▸ Work instructions: Write out the listing again from the line containing "Outline every instance of the paved" through the end of the listing, requests included, and add 109 to every pixel coordinate in the polygon outlines.

─── Entries shown ───

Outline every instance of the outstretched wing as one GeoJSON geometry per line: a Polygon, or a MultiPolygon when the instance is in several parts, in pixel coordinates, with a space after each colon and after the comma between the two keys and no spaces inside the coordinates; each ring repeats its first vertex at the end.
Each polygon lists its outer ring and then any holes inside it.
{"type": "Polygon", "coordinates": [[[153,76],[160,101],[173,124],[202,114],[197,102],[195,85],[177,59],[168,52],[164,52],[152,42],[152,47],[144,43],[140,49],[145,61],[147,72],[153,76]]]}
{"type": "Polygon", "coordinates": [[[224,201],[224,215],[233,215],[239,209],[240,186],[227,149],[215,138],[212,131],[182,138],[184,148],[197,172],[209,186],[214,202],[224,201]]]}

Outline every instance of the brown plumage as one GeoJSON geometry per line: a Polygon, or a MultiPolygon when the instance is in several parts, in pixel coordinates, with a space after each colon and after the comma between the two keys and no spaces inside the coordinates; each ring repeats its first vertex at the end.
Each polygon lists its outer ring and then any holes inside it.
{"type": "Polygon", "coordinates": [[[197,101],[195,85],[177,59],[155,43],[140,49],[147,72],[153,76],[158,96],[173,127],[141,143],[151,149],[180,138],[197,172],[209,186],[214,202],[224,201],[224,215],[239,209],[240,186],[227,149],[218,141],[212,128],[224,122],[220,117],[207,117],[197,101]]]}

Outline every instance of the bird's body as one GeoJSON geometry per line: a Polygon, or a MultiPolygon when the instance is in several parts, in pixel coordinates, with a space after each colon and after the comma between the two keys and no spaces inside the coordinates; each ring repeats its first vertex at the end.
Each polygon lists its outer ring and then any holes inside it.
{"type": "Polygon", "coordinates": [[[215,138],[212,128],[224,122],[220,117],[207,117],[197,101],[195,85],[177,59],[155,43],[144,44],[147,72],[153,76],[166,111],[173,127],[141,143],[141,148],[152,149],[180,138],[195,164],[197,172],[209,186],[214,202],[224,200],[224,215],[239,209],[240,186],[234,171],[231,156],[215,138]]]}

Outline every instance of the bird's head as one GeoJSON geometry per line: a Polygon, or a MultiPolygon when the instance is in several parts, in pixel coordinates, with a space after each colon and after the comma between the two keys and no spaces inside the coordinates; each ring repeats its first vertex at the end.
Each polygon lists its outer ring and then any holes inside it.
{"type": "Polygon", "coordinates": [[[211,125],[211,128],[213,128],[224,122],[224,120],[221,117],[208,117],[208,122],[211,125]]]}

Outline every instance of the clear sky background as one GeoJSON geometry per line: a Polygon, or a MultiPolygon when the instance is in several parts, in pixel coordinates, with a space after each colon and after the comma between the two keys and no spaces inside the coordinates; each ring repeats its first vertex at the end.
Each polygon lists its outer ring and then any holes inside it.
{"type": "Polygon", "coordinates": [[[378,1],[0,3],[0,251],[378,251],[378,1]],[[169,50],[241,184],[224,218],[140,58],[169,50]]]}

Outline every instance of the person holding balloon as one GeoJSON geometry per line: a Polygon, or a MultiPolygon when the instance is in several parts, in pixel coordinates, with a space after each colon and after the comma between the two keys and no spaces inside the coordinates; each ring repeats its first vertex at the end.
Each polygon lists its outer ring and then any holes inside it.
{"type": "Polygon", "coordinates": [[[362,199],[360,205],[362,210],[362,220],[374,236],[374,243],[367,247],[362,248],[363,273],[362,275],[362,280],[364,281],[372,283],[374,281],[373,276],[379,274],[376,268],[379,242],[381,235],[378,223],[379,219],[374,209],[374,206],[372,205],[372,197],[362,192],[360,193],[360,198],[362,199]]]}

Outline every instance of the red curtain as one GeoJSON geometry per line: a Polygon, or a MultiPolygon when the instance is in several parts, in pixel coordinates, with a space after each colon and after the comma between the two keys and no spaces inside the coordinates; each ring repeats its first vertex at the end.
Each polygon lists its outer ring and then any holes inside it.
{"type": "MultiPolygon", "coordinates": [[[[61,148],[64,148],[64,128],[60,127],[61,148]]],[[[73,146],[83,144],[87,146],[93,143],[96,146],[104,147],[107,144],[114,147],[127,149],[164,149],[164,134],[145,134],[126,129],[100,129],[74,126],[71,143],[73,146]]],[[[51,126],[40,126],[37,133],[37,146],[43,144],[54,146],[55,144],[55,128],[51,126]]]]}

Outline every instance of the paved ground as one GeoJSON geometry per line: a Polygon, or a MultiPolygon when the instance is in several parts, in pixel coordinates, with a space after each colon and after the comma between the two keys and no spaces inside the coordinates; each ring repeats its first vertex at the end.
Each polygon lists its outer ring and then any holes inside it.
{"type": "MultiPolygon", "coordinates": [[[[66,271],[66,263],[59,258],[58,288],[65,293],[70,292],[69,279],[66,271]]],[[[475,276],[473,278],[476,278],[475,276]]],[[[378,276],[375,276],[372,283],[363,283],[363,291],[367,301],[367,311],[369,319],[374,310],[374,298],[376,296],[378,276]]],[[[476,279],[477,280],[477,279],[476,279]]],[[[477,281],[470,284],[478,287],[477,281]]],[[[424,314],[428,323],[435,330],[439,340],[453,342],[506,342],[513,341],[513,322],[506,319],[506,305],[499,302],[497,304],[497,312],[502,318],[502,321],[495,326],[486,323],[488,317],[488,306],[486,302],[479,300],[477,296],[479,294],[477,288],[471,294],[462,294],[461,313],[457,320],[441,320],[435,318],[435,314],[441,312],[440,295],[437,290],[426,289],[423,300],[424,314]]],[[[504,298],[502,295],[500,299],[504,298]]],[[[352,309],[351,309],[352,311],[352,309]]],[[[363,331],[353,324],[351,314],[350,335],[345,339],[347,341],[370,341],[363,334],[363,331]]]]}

───

▸ The solution:
Outline every instance of the paved ground as one GeoJSON geometry per line: a Polygon, or a MultiPolygon when the instance is in several parts, in pixel coordinates, with a space after each colon and after the comma between the two keys and no spaces inside the coordinates; each ring repeats its first vertex at the end.
Each polygon lists its outer ring and then any holes inside it.
{"type": "MultiPolygon", "coordinates": [[[[175,380],[175,372],[168,367],[167,397],[174,402],[179,401],[178,388],[175,380]]],[[[584,385],[582,387],[585,387],[584,385]]],[[[487,385],[484,385],[481,392],[472,392],[472,400],[476,410],[476,420],[478,428],[483,419],[483,407],[485,405],[487,385]]],[[[585,388],[586,389],[586,388],[585,388]]],[[[586,390],[579,393],[587,396],[586,390]]],[[[533,423],[537,432],[544,439],[548,449],[562,451],[615,451],[622,450],[622,431],[615,428],[615,414],[608,411],[606,413],[606,421],[611,427],[611,430],[604,435],[595,432],[597,426],[597,415],[595,411],[588,409],[586,405],[588,403],[586,397],[580,403],[571,403],[570,422],[566,429],[550,429],[544,427],[544,423],[550,421],[549,404],[546,399],[535,398],[532,409],[533,423]]],[[[613,407],[611,404],[609,408],[613,407]]],[[[461,418],[460,418],[461,420],[461,418]]],[[[472,440],[462,433],[460,423],[459,444],[454,448],[456,450],[479,450],[472,443],[472,440]]]]}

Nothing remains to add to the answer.